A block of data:
-- -- --

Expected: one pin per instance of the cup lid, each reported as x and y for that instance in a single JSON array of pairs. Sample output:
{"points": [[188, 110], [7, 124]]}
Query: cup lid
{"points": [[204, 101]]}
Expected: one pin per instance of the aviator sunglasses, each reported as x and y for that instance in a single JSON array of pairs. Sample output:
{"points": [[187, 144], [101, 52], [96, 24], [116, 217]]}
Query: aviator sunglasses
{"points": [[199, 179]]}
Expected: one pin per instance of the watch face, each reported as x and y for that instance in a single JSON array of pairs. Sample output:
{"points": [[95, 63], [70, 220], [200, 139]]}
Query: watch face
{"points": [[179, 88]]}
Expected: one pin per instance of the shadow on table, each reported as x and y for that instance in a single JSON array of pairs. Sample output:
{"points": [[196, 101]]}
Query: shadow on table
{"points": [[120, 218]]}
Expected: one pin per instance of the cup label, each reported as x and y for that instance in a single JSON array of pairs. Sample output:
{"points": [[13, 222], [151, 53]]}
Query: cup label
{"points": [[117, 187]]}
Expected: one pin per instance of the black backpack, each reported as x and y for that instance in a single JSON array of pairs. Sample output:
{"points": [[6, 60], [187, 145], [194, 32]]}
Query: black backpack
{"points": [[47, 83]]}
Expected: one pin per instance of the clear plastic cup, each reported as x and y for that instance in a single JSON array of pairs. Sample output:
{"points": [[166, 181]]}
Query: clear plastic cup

-- -- --

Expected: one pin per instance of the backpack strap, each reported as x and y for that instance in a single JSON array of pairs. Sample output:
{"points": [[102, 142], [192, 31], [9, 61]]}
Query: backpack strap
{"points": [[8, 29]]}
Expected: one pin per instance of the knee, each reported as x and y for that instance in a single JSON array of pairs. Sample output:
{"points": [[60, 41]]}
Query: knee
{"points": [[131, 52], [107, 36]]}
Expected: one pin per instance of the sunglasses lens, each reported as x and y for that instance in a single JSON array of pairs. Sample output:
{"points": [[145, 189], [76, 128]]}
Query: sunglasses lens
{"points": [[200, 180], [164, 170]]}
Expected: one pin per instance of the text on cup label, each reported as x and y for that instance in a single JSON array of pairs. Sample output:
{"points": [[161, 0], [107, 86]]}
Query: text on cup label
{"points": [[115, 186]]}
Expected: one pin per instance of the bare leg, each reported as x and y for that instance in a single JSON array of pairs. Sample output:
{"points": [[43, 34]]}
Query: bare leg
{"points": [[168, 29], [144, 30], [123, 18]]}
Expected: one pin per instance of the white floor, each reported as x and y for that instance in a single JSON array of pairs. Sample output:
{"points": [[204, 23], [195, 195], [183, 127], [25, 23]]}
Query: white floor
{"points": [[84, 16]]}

-- -- --

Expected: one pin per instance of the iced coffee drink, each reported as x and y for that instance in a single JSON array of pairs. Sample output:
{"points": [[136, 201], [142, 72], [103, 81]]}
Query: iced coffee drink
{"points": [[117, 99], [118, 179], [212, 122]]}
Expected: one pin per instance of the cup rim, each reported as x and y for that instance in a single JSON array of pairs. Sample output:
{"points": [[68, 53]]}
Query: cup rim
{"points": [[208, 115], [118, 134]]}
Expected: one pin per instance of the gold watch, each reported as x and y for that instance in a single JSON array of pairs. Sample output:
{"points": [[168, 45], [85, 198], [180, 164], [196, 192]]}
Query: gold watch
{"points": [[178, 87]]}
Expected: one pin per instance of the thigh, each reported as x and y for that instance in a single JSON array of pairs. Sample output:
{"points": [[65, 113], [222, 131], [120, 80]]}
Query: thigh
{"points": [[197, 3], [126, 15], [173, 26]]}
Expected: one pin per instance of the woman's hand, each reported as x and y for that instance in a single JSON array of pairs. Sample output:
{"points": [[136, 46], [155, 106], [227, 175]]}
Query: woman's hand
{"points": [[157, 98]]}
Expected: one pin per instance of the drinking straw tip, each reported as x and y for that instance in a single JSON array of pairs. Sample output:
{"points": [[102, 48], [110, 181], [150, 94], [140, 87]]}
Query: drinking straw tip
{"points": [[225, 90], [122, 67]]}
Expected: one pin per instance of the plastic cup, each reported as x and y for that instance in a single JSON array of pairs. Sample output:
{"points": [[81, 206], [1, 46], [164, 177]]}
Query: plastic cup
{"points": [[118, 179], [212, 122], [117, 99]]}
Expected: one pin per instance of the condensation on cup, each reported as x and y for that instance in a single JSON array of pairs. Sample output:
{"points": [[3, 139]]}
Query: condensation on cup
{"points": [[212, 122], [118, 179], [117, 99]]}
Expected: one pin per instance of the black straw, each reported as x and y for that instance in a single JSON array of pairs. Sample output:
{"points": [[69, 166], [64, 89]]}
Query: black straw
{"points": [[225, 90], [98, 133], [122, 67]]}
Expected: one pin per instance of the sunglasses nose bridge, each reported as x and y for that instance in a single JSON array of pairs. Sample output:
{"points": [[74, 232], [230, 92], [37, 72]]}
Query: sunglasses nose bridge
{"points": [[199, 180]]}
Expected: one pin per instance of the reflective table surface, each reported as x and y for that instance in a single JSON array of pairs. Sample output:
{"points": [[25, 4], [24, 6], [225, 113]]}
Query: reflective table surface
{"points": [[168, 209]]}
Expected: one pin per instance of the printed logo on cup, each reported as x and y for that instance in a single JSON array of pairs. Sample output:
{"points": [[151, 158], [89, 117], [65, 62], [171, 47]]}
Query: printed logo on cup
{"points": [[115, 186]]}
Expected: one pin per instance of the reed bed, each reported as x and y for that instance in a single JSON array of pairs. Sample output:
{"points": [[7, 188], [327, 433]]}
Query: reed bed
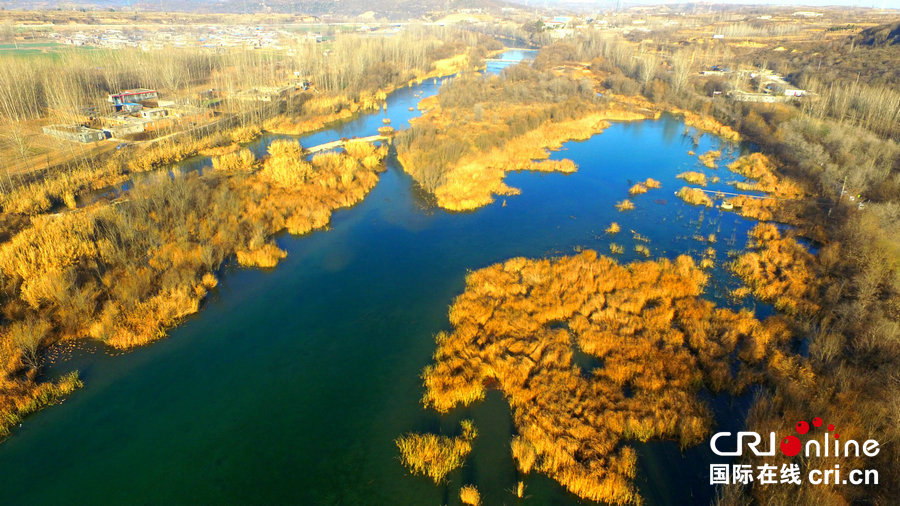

-- -- --

*SET TASK:* Present the data from the line containing "Expected: one pin per instance of the cup lid, each" through the line containing "Query: clear plastic cup" as a numbered list, leaving out any blank lines.

*TASK OUTPUT:*
1. Expected: one pin per instance of the cup lid, each reported as x and y for that instance in a single JSON array of pairs. Sample output:
2. {"points": [[188, 110], [7, 124]]}
3. Query: cup lid
4. {"points": [[204, 101]]}
5. Expected: one pin per instance of the aviator sunglasses, each reported as x and y for that instance in a single JSON array of pairs. Sample output:
6. {"points": [[187, 144], [101, 52], [96, 24], [116, 217]]}
7. Query: aviator sunglasses
8. {"points": [[199, 179]]}
9. Expected: one pin per instance of the watch face, each reported as x and y for that instance in a single JSON array of pairs. Sample output:
10. {"points": [[95, 63], [70, 220], [200, 139]]}
11. Query: watch face
12. {"points": [[179, 88]]}
13. Expected: one pin per instance of the shadow on table, each reported as x and y for that instance in a single JSON array of pairs. Sample output:
14. {"points": [[196, 101]]}
15. Query: shadow on table
16. {"points": [[120, 218]]}
17. Expected: one pin per instance of the cup label, each reported as x and y for that instance in a single JSON array of pairs. Sample output:
18. {"points": [[13, 222], [151, 53]]}
19. Query: cup label
20. {"points": [[117, 187]]}
21. Expected: one pin per instance of the black backpack, each reported as x and y for that instance in a single JSON array of pairs. Sample output:
22. {"points": [[6, 60], [187, 145], [194, 32]]}
23. Query: black backpack
24. {"points": [[47, 83]]}
25. Expected: one pin per instance of the clear plastic cup, each reported as x and y for that instance in a single JSON array of pairs. Sample output:
26. {"points": [[166, 181]]}
27. Query: clear plastic cup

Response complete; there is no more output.